┌────────

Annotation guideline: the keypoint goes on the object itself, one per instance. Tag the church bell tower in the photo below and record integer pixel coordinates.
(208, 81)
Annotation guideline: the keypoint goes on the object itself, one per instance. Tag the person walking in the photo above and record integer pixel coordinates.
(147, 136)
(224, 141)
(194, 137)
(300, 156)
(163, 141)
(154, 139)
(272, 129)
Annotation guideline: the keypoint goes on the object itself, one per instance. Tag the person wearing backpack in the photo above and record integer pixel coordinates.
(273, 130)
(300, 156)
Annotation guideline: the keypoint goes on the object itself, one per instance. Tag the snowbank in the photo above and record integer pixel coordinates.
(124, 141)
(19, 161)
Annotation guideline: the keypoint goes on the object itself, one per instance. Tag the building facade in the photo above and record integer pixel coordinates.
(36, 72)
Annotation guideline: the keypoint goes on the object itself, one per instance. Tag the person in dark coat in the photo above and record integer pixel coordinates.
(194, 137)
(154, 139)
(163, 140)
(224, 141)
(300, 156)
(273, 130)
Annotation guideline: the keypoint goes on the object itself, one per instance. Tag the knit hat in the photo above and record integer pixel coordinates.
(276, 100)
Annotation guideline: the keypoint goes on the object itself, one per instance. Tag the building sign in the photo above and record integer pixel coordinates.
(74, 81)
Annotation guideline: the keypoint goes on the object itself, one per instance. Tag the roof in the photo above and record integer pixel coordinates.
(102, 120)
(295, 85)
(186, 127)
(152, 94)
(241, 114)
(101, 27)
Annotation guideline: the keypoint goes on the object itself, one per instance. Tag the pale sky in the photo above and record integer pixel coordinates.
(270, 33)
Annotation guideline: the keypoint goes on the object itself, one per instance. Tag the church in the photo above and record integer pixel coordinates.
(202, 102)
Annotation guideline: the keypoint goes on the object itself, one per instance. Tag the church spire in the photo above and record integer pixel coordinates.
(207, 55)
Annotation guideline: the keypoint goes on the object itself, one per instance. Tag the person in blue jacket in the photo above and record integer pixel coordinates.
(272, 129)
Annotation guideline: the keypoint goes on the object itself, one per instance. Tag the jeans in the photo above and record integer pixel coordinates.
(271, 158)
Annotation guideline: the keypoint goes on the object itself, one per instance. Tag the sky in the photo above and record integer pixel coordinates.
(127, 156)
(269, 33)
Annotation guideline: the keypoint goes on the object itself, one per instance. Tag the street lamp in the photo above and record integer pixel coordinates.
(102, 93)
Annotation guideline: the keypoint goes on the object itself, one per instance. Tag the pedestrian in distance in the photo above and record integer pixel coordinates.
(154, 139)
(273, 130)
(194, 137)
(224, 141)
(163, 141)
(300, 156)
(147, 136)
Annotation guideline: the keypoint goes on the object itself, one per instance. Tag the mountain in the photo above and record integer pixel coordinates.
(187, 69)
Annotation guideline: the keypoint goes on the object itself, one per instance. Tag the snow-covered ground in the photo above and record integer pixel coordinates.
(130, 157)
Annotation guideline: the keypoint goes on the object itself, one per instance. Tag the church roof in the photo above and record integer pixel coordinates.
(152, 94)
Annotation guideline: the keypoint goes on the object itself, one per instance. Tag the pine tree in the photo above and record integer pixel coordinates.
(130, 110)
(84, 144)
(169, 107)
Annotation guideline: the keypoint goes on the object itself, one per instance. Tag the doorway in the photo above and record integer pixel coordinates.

└────────
┌────────

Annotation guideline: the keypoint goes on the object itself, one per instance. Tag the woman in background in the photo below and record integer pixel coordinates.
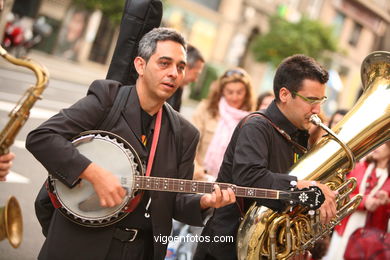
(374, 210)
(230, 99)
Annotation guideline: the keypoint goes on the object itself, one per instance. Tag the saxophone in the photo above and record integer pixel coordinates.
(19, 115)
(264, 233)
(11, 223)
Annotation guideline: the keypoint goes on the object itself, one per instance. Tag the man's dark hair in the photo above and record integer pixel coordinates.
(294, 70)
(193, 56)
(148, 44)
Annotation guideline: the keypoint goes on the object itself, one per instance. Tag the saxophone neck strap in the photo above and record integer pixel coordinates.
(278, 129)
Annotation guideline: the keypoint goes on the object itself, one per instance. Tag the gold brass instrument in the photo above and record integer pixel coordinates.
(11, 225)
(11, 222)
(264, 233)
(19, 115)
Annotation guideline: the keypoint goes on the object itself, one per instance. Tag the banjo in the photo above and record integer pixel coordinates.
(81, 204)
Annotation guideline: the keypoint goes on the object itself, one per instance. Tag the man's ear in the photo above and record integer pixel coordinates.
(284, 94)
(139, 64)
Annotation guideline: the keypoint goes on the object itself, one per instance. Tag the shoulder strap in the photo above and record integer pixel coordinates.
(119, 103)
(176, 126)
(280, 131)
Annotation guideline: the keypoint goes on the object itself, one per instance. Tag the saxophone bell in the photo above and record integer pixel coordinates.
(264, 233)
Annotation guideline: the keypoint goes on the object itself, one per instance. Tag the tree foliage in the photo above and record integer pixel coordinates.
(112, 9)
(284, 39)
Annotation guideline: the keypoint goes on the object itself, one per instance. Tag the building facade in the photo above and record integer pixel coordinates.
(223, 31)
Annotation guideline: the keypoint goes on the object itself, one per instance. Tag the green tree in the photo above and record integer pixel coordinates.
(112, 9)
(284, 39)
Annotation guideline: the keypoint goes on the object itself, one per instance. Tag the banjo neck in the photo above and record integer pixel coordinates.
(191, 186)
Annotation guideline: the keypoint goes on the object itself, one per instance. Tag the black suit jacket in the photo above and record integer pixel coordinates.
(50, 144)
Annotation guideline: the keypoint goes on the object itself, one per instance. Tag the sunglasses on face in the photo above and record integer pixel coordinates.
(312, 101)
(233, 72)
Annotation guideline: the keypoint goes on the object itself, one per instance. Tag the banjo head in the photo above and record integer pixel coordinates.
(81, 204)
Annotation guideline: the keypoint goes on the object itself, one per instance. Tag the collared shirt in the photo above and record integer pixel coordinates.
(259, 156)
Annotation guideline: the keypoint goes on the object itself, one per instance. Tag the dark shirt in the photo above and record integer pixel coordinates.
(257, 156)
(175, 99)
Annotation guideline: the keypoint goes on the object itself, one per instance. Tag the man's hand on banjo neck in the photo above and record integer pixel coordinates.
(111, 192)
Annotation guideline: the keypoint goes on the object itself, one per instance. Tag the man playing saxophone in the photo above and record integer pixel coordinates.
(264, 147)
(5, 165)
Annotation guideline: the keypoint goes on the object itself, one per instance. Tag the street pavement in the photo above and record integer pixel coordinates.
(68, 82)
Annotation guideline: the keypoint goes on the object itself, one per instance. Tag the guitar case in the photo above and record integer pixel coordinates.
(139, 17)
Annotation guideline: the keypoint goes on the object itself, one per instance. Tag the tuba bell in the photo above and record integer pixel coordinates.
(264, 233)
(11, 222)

└────────

◆ **SET EXERCISE**
Please tally how many lines of the data above contain the string "dark", and reply with that number alone.

◆ **TASK RESPONSE**
3